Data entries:
=======

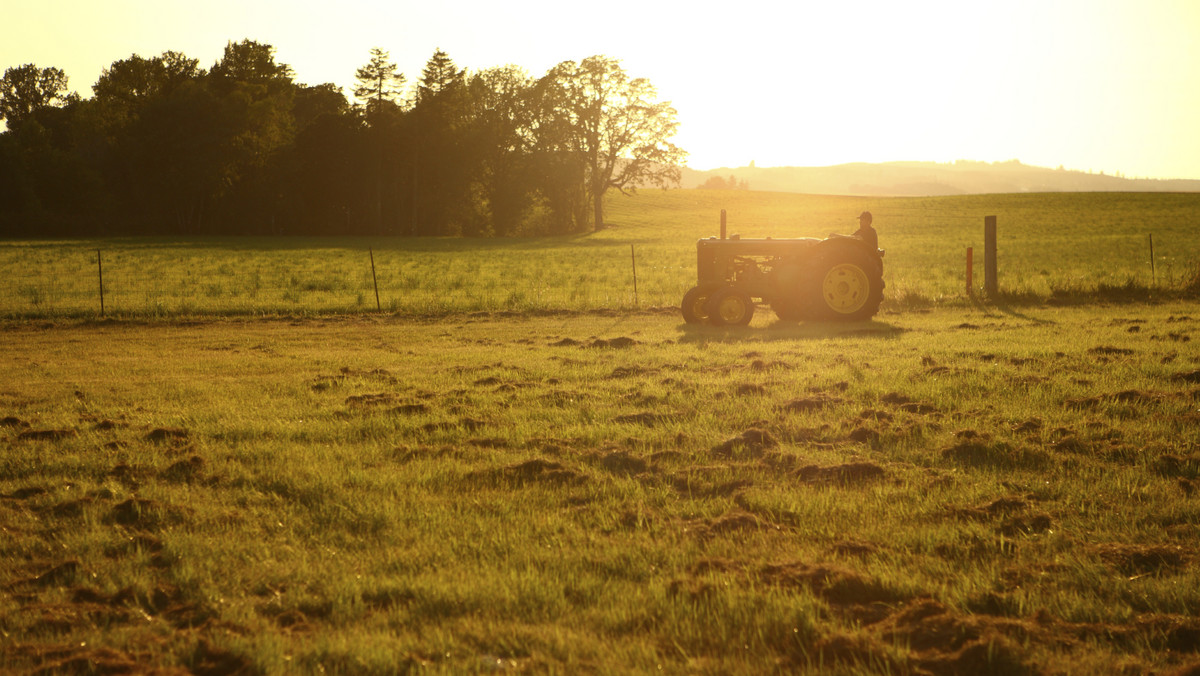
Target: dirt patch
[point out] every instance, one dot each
(184, 471)
(853, 548)
(834, 584)
(753, 442)
(730, 522)
(991, 653)
(622, 462)
(12, 422)
(57, 575)
(76, 658)
(807, 404)
(646, 418)
(863, 435)
(847, 474)
(537, 471)
(1108, 351)
(1026, 525)
(367, 400)
(409, 410)
(617, 342)
(144, 514)
(859, 651)
(696, 484)
(468, 424)
(1144, 560)
(211, 660)
(631, 371)
(919, 408)
(1031, 426)
(27, 492)
(1187, 377)
(406, 454)
(975, 453)
(46, 435)
(167, 435)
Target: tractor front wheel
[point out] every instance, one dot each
(730, 307)
(694, 303)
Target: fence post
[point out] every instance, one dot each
(373, 280)
(970, 271)
(990, 282)
(100, 270)
(1151, 258)
(633, 259)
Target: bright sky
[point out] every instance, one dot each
(1109, 85)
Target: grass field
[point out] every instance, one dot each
(1062, 246)
(959, 490)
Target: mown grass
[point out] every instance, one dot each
(959, 490)
(1067, 247)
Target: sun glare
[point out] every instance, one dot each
(1092, 85)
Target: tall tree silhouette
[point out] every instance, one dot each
(379, 81)
(379, 85)
(616, 125)
(27, 89)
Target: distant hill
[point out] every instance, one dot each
(931, 178)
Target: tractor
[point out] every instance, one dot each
(810, 279)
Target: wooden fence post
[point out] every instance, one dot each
(373, 280)
(990, 281)
(100, 270)
(970, 271)
(1151, 258)
(633, 259)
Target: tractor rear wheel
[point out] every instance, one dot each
(845, 283)
(694, 303)
(730, 306)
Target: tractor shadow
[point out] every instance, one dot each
(795, 331)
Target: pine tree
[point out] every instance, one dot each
(378, 82)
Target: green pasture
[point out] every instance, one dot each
(947, 490)
(1060, 245)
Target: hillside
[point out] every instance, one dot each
(933, 179)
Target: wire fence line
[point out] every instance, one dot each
(43, 282)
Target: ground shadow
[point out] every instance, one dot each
(1006, 307)
(780, 330)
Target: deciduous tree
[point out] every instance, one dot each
(616, 124)
(25, 89)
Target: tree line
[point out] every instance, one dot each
(165, 147)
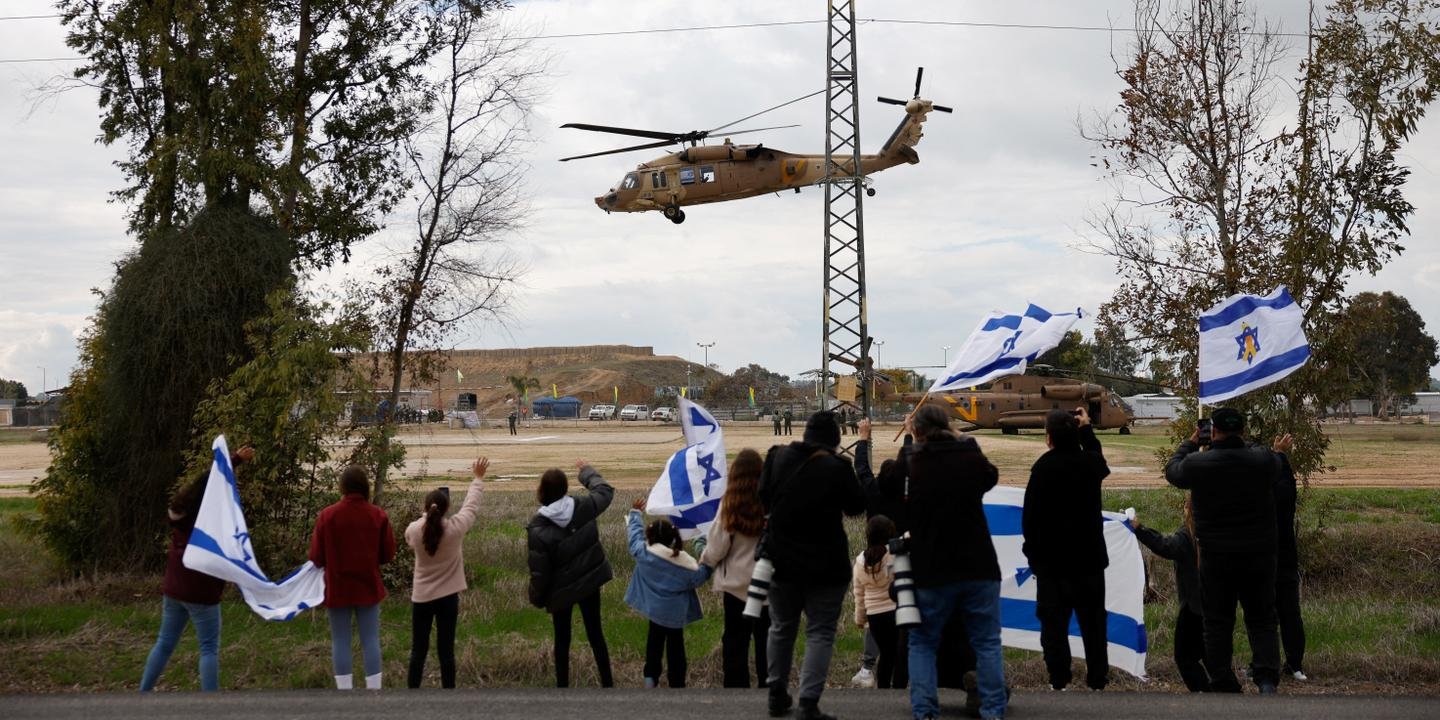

=======

▶ **What this task involves**
Starting at the line containing "Target: tall tree silhouette" and running through the end of the entries, reproduce every line, requests included, but scale each coordinate in the answers by 0.5, rounding to whole numbers with halves going up. Leave the pictures out of your answer.

▶ **Written solution**
Target: tall tree silhouette
[point out] every instance, one dot each
(190, 41)
(190, 43)
(308, 63)
(14, 45)
Target: distant hill
[point out] every instance, one dot each
(466, 89)
Target: tractor
[point out] every instance, one dot each
(405, 140)
Target: wooden fence post
[point out] every instance, one dot each
(187, 140)
(495, 141)
(50, 135)
(485, 136)
(576, 129)
(317, 130)
Target: tractor rear wheel
[point out] every instance, one dot each
(423, 142)
(347, 152)
(365, 153)
Target: tractor shadow
[point out] every instance, one dot each
(398, 166)
Target: pine tree
[point out] every instance, one dot each
(189, 41)
Target: green pasture
[point out] every instance, one dot each
(474, 245)
(530, 123)
Target: hillside
[point out] every instance, one dot each
(467, 90)
Target: wire fence line
[point out] every instance, one dot each
(22, 141)
Target: ground shadow
[point out] every instance, one dot each
(503, 154)
(390, 165)
Target: deciduous tree
[point out] every instance, one dot each
(308, 62)
(13, 45)
Target: tree line
[point out] every instance, one dot each
(83, 74)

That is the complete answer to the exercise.